# Start of Page
Sideways

Gan Hosaya, 1969, ad  

There are times when a project just looks bad, like dog crap. I slave over it endlessly, and then I realize all it needs is to be turned on its side or upside down. Voila, it works. That's the issue when you don't print anything out and only see it on a screen. Sure you can turn your screen upside down or turn it on its side, but that could result in dropping it. The easiest solution is to send a file to print and than flip that baby around in all directions. What was once banal and expected becomes avant-garde and unsettling.

I love work that is sideways or upside down. It gets away from the standard point of view that we have in everyday life which is straight on from about 5 or 6 feet tall. Miraculously, you can see a different view from above or below, or lying on the ground and seeing the world on its side. This is why God gave people bendable joints. Photography at the Bauhaus in the 1920s and 30s took advantage of this ad-nauseum. It was as if everyone there was climbing up the walls and hanging from the balconies. But the images are wonderful.
# End of Page
* **Tasks to complete**:
a) According to the Sideways post, what is the standard point of view we have in everyday life?
b) In one to three sentences, explain why the Sideways post recommends printing a file before flipping it around.
c) Please pick up the Sideways post from its last sentence and carry it forward.
# Start of Given information
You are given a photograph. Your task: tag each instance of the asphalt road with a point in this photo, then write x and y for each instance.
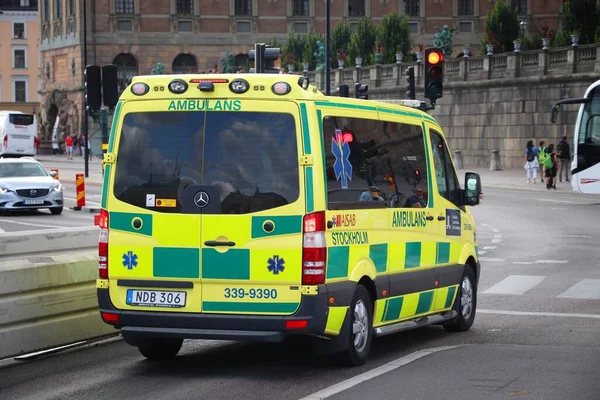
(536, 334)
(42, 219)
# End of Given information
* **Expected results**:
a) Straight on from about 5 or 6 feet tall.

b) When work is seen only on a screen, turning the screen upside down or on its side could mean dropping it. Sending the file to print and turning the paper in all directions is the easiest way to see it from new angles.

c)
Posters and ads with moving vehicles are especially adaptable to this technique. Gan Hosaya's 1969 poster for Yamaha is one of my absolute favorite pieces of design ever produced. Think how dull it might have been if he simply let the image be turned 90 degrees. So the next time you're out taking photos, climb up on a table and shoot everyone from above. You'll be asked to leave, but end up with a snappy photo that isn't the same head and shoulders of someone holding a drink.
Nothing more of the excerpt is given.